● **DO THIS**
Show every line in the items below that contains the word "paper", copying each line in full.

● **STORED RECORDS**
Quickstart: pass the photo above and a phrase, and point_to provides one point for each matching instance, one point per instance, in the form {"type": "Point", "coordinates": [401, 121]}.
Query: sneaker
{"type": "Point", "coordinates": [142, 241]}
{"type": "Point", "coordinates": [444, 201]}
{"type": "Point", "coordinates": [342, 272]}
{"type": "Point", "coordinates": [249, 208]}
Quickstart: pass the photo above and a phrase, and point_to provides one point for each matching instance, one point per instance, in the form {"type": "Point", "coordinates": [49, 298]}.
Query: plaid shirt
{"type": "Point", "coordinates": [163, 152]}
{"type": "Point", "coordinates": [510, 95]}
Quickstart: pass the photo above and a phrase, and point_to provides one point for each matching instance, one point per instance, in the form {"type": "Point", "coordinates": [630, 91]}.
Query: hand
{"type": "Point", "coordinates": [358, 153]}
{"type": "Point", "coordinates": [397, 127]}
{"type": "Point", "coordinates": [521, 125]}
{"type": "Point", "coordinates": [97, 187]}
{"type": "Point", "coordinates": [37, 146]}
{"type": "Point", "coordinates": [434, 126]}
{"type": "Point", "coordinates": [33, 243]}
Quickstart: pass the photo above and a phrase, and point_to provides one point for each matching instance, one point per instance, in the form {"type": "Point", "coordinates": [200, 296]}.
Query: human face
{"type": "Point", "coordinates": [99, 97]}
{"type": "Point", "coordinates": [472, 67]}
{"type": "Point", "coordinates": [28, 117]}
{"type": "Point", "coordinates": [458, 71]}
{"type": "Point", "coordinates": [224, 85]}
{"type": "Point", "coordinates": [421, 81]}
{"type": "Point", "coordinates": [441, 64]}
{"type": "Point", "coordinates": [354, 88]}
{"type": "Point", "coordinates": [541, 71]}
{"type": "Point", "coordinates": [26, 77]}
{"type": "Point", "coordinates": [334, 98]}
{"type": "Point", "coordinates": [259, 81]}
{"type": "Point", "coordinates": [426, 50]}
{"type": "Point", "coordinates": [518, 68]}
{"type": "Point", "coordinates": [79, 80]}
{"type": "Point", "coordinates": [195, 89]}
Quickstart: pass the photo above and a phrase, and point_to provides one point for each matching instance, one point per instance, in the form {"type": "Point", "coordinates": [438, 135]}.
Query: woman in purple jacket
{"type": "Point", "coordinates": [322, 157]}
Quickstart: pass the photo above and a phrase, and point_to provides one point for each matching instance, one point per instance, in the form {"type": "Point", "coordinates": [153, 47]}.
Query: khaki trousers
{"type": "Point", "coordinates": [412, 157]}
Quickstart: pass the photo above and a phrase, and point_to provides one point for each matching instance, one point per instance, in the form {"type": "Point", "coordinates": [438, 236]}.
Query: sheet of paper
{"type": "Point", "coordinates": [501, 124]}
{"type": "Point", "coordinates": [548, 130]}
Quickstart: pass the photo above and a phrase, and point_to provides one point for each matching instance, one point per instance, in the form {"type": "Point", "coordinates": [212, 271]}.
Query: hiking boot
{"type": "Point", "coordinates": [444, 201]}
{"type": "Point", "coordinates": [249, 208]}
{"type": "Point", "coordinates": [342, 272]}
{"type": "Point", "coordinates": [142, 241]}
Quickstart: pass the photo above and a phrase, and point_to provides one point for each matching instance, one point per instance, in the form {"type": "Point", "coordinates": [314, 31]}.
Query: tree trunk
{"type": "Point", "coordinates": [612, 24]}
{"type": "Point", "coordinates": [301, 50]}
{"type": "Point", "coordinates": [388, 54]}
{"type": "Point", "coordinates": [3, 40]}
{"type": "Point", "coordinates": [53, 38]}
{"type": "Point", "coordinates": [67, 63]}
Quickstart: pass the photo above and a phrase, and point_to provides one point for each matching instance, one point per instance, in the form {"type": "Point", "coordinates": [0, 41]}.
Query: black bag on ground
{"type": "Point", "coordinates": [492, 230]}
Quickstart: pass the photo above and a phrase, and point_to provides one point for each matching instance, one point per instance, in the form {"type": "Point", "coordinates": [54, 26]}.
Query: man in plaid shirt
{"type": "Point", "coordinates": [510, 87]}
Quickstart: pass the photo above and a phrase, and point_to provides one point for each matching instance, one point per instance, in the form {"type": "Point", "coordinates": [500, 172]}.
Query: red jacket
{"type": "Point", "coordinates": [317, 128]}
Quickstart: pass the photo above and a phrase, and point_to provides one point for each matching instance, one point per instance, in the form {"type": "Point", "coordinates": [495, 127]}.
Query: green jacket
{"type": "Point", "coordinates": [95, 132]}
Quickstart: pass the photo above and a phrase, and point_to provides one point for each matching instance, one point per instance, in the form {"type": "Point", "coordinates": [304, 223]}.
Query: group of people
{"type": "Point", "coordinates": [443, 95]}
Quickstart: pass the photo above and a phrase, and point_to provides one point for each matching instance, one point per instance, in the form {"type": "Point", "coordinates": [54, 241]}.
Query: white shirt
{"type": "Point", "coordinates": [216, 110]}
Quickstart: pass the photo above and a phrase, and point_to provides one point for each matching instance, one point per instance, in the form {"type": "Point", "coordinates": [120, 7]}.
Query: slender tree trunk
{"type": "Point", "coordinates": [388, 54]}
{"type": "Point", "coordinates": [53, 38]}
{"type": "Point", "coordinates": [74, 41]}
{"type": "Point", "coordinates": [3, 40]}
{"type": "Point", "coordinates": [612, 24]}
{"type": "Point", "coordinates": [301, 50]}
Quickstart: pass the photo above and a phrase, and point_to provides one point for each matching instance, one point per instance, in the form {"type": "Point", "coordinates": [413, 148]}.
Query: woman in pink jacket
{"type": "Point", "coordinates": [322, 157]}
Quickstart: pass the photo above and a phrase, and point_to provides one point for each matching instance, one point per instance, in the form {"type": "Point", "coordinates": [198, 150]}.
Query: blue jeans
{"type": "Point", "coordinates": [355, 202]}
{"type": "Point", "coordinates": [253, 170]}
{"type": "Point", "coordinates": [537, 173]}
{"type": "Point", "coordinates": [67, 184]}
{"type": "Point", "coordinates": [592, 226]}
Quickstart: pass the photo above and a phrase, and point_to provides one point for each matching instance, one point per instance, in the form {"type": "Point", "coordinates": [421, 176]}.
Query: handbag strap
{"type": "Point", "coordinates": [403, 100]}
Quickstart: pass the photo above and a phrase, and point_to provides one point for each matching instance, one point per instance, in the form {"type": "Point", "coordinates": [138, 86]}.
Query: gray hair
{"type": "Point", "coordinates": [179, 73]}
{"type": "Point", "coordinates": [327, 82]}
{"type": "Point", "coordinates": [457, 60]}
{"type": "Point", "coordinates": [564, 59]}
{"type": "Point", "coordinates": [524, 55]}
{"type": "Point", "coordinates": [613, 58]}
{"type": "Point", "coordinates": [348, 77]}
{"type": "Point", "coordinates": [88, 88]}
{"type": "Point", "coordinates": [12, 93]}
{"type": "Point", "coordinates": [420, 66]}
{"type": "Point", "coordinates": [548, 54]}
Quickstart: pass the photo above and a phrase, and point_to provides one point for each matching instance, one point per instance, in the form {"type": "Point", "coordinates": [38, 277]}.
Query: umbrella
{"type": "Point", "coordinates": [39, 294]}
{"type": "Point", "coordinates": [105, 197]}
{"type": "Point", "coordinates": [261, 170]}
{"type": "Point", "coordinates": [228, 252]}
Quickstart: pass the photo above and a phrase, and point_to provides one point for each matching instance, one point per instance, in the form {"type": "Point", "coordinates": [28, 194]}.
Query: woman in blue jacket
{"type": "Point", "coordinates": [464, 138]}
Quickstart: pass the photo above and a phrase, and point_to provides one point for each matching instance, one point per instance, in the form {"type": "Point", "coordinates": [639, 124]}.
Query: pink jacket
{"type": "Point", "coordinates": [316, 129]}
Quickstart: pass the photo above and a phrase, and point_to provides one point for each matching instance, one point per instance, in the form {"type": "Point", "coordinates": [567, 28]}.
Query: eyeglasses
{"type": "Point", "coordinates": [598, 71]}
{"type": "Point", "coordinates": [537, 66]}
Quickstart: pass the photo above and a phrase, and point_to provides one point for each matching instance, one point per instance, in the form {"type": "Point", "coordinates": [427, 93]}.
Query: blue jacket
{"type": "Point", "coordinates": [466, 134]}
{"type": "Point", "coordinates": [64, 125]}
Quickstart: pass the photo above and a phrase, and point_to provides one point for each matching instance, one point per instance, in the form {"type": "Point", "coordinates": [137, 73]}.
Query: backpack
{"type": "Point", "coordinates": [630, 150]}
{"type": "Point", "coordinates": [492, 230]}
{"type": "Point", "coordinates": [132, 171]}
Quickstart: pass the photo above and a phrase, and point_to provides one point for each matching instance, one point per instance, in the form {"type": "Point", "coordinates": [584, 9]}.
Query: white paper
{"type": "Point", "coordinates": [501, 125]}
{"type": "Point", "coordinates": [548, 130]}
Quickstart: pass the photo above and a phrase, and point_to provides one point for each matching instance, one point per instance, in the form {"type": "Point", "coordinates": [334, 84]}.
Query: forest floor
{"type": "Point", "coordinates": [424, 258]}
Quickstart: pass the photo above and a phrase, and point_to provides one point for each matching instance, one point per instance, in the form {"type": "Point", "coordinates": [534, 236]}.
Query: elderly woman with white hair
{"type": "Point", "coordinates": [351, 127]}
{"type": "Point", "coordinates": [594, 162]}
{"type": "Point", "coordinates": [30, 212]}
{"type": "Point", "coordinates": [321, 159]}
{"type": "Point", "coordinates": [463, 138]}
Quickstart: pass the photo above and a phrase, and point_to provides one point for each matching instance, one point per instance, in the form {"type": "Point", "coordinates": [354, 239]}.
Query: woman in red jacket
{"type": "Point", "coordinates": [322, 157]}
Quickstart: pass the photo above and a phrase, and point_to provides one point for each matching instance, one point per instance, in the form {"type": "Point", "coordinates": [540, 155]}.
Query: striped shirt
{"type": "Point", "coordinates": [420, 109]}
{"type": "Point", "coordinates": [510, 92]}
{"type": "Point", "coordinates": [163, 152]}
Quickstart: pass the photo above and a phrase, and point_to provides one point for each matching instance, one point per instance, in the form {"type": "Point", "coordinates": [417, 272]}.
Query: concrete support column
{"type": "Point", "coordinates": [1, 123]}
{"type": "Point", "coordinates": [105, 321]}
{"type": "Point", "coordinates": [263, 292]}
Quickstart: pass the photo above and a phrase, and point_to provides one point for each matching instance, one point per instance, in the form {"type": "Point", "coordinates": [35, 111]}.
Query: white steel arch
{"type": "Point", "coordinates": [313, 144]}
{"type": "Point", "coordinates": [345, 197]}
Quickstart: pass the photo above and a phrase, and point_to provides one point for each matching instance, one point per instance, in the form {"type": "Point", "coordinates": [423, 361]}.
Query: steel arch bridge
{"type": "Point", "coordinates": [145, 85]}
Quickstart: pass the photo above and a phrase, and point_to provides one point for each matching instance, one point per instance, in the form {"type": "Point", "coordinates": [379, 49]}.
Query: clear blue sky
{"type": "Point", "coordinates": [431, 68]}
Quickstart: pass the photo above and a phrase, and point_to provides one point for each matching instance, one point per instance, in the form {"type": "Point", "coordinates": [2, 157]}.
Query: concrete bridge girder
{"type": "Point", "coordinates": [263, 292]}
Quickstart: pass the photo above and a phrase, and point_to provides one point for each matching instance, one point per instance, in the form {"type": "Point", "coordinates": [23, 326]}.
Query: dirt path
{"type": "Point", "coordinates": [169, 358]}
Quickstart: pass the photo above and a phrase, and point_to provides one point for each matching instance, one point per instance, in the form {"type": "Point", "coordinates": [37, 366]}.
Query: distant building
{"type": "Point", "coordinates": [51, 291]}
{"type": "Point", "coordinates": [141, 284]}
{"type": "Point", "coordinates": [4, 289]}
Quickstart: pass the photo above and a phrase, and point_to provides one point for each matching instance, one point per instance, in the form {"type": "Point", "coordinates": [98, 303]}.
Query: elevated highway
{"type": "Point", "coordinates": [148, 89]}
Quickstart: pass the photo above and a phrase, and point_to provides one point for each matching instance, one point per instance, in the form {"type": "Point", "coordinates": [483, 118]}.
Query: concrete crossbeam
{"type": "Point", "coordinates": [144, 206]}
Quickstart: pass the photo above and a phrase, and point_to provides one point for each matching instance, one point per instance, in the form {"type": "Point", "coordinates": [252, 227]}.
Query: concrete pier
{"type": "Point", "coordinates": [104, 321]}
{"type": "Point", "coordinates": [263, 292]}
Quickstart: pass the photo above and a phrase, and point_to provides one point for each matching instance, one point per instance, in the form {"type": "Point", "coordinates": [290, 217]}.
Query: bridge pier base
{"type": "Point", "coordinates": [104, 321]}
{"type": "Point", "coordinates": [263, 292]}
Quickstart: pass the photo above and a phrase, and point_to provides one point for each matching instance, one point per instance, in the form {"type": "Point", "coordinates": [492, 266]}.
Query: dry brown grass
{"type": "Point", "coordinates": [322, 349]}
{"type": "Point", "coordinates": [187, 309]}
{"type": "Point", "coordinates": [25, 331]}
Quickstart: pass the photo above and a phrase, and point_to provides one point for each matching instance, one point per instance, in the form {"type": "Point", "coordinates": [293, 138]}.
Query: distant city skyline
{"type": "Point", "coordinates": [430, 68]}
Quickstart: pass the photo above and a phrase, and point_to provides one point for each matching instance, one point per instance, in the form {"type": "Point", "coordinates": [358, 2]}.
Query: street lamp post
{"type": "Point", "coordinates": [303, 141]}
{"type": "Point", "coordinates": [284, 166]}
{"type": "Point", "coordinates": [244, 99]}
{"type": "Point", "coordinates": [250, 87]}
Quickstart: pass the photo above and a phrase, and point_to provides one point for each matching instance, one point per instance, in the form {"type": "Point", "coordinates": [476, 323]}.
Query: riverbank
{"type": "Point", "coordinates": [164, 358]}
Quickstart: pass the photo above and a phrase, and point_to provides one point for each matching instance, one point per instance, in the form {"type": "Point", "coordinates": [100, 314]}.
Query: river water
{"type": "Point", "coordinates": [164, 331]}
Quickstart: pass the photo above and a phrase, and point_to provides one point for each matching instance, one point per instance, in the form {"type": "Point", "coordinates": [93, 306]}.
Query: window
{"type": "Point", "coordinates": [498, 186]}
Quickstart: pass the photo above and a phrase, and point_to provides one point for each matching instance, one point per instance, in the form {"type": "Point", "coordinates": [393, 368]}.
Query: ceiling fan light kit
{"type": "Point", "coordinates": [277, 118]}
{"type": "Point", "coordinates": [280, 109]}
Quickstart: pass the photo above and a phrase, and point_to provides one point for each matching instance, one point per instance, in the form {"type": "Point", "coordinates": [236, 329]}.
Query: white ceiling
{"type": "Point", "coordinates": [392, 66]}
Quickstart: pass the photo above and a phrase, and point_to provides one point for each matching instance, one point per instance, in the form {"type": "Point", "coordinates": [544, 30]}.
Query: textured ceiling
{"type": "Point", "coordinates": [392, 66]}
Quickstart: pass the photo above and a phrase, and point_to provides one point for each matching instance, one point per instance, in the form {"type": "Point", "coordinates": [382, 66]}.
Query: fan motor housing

● **SOLUTION**
Query: sheet of paper
Query: white paper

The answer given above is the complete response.